- _DOCUMENT SEGMENT_:
# Arrives! ISTJ and an Aspie :3



## Kami Gaben (Aug 26, 2012)

Hello there comunity, I'm Kami, 25 years old xD and I'm from portugal.

I kinda lurked on this forums thanks to a friend of mine that wanted me to do this personality test and I found out that I was a ISTJ and it seemed right and to add to all that I'm an Aspie ( Asperguer Syndrome for those who don't know ). And I don't know what to say anymore about me, I'm mostly gonna lurk arround and maybe post something here but... if you have any question just... ask ok? good


----------



## Mr. CafeBot (Jun 13, 2009)

*You are hearing a robotic sounding voice coming towards you*



Greetings Kami Gaben and welcome to PersonalityCafe!! My name is Mr. CafeBot. I am here to personally greet you and thank you for joining our humble little forum. No matter your type, you will surely experience a wonderful time with the members of this forum. We cater to all personality types so you will never feel alone or weird. Truth is this forum is full of weirdos!! Pleazeee hel.... *Ahem*I mean we have the nicest people you will ever meet. 

If you need basic forum information our newbie guide link is here...
http://personalitycafe.com/intro/2319-friendly-guide-newbies.html


To keep the forum entertaining and safe, our forum rules link is here...
http://personalitycafe.com/announcements/540-personality-cafe-forum-rules.html


If you need any help or have any suggestions, please let us know here...

- _STATED PROBLEM 1_:
According to the forum thread, why does Mr. CafeBot share the link to the forum rules? Answer in one to three sentences.

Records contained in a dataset
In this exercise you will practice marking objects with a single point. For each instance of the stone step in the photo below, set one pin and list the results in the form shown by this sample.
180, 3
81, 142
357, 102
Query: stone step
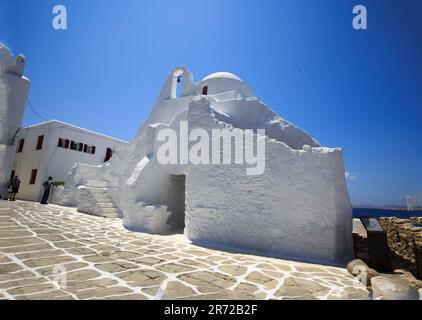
110, 210
94, 183
107, 204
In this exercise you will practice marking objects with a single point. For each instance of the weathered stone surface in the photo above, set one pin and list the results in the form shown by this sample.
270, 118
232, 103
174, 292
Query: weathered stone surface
392, 287
102, 260
360, 269
176, 289
234, 270
261, 278
207, 281
297, 288
143, 278
174, 268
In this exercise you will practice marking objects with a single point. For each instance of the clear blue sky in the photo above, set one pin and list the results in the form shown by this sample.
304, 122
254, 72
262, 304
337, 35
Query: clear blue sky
360, 90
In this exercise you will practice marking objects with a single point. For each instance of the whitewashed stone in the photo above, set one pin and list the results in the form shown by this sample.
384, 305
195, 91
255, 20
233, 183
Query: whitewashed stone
392, 287
298, 208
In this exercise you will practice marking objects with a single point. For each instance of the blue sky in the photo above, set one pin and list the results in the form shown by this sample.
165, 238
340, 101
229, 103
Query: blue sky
359, 90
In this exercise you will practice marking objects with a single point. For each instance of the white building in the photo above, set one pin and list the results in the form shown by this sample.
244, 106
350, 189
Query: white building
14, 89
410, 203
298, 207
51, 149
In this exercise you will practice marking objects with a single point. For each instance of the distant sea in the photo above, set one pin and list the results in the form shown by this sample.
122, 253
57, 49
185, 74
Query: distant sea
375, 212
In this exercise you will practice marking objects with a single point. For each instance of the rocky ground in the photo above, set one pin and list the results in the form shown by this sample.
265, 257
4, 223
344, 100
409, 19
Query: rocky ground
53, 252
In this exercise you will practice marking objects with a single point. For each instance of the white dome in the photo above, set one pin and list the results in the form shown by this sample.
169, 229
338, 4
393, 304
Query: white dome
226, 75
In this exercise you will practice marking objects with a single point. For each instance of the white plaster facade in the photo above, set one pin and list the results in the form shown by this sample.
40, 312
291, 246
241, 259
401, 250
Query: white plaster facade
53, 160
298, 208
14, 90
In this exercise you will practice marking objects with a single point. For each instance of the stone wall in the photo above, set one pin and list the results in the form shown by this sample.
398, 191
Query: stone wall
360, 241
404, 238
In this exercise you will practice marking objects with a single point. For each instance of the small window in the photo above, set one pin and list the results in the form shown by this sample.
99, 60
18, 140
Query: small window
33, 176
21, 144
205, 90
109, 154
39, 142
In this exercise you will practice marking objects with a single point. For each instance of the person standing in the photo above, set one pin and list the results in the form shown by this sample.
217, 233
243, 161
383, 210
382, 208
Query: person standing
14, 188
47, 187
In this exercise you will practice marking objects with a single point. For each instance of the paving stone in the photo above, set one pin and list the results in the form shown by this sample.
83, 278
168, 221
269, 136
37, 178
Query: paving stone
233, 270
174, 268
114, 267
9, 267
143, 278
105, 261
261, 278
208, 282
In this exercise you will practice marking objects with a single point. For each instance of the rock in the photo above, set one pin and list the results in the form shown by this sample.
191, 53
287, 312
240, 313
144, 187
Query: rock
392, 287
359, 268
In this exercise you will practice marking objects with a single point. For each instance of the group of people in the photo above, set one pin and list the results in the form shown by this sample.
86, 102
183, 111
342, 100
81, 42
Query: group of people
15, 183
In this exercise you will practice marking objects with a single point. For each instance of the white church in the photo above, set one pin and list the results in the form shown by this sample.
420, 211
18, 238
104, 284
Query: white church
297, 208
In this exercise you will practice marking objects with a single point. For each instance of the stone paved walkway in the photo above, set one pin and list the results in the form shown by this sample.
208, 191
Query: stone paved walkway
102, 260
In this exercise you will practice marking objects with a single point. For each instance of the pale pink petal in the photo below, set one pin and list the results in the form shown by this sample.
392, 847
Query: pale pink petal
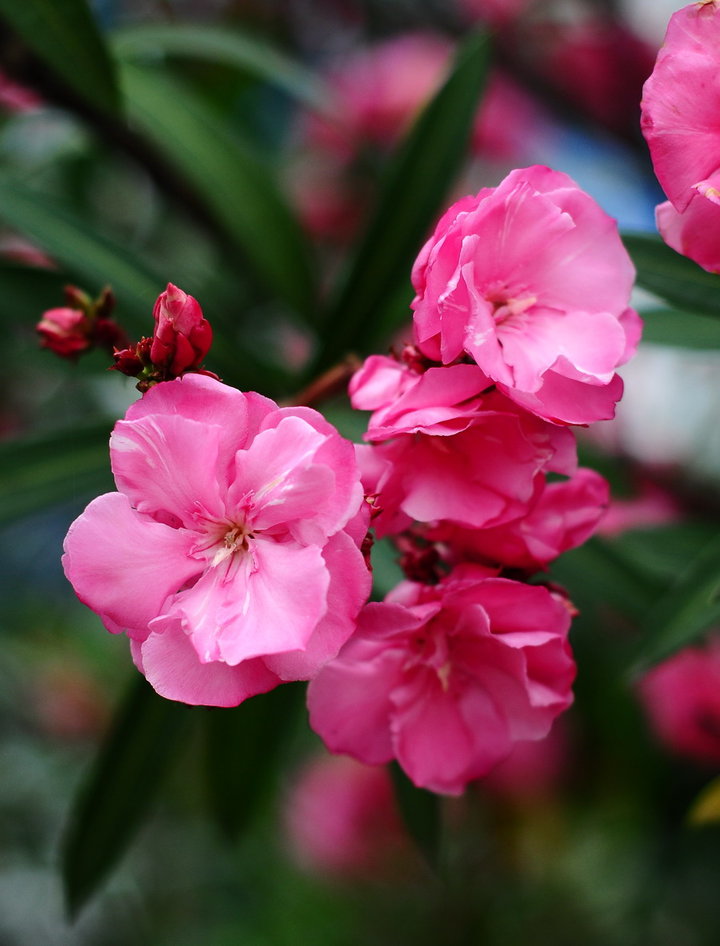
146, 455
349, 703
172, 667
431, 740
350, 583
125, 566
695, 232
268, 603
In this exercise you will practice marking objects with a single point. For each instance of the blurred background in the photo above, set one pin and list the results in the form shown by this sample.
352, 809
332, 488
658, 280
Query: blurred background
264, 156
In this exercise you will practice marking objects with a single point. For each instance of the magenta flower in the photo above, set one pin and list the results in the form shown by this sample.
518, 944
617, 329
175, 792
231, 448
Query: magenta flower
681, 697
230, 553
450, 448
561, 516
681, 124
447, 678
530, 279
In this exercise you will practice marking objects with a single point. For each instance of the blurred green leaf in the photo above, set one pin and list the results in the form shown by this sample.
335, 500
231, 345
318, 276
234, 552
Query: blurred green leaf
421, 814
65, 35
684, 612
222, 46
233, 180
417, 181
671, 276
38, 472
601, 574
244, 748
706, 807
91, 256
146, 735
680, 329
26, 291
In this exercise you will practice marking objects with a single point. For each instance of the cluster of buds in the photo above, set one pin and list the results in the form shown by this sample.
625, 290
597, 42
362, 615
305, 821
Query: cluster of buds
180, 342
81, 325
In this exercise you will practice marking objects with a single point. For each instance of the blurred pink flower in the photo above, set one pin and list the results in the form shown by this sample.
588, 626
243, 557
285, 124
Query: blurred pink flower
680, 108
531, 280
652, 506
561, 516
230, 555
480, 470
681, 697
341, 818
447, 678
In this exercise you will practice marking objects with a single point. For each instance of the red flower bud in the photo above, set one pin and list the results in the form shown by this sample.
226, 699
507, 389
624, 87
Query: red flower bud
182, 336
65, 331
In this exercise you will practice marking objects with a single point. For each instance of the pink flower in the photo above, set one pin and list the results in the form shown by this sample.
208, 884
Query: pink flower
230, 553
532, 281
483, 474
447, 678
682, 699
341, 818
182, 337
560, 517
680, 108
65, 331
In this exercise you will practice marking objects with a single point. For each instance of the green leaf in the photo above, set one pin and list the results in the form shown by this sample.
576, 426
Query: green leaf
91, 256
38, 472
415, 185
244, 749
232, 179
144, 739
684, 612
223, 46
26, 291
64, 34
672, 277
681, 329
421, 814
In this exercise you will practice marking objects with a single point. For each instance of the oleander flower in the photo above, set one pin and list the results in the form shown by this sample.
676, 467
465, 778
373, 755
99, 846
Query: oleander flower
230, 553
447, 678
562, 516
680, 108
531, 280
681, 697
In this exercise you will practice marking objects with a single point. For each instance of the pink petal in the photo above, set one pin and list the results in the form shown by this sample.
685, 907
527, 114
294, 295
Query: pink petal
124, 565
269, 603
350, 583
167, 465
172, 667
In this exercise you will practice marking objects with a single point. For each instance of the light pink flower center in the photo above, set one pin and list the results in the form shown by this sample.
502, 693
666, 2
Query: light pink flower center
504, 307
222, 542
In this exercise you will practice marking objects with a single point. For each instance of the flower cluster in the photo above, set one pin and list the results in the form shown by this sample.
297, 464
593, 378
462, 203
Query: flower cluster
520, 320
233, 552
680, 107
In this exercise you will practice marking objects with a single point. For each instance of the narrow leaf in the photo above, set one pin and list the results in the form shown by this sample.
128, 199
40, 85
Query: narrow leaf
411, 196
144, 739
706, 807
421, 814
672, 277
681, 329
685, 612
38, 472
244, 748
222, 46
236, 185
88, 254
64, 34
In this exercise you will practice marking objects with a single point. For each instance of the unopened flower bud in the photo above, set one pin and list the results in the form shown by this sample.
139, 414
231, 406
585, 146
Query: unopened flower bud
182, 336
65, 331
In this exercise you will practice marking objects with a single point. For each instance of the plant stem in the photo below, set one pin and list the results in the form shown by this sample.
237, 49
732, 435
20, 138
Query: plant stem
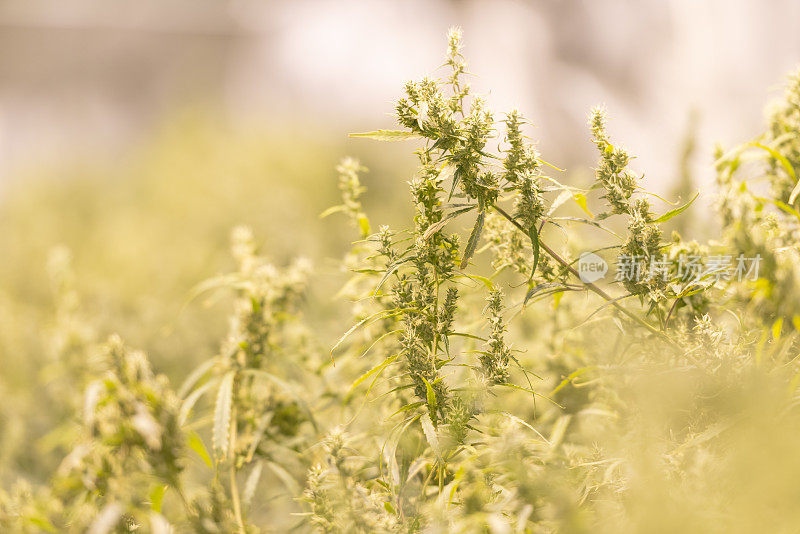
589, 285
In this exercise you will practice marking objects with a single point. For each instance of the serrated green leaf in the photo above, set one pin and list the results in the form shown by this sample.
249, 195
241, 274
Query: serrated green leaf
474, 237
252, 483
677, 211
540, 287
533, 234
387, 135
222, 417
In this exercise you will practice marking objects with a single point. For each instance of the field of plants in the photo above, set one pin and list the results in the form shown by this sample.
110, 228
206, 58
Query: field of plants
513, 350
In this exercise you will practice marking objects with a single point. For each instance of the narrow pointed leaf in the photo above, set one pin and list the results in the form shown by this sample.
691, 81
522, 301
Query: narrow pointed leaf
677, 211
387, 135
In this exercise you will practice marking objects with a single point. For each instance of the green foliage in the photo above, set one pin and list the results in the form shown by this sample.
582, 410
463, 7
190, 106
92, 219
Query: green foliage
483, 384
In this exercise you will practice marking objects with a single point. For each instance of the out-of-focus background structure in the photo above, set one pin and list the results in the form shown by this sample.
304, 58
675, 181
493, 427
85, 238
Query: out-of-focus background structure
138, 134
89, 79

- _STATED PROBLEM 2_:
Pull out every line of the listing that contains the string "wall". Case counts.

- _FULL RESPONSE 1_:
Mr. CafeBot shares the forum rules link to keep the forum entertaining and safe.

- _FULL RESPONSE 2_:
In this exercise you will practice marking objects with a single point. For each instance of the stone wall in the photo above, set one pin and list the results in the form shown by this sample.
Query: stone wall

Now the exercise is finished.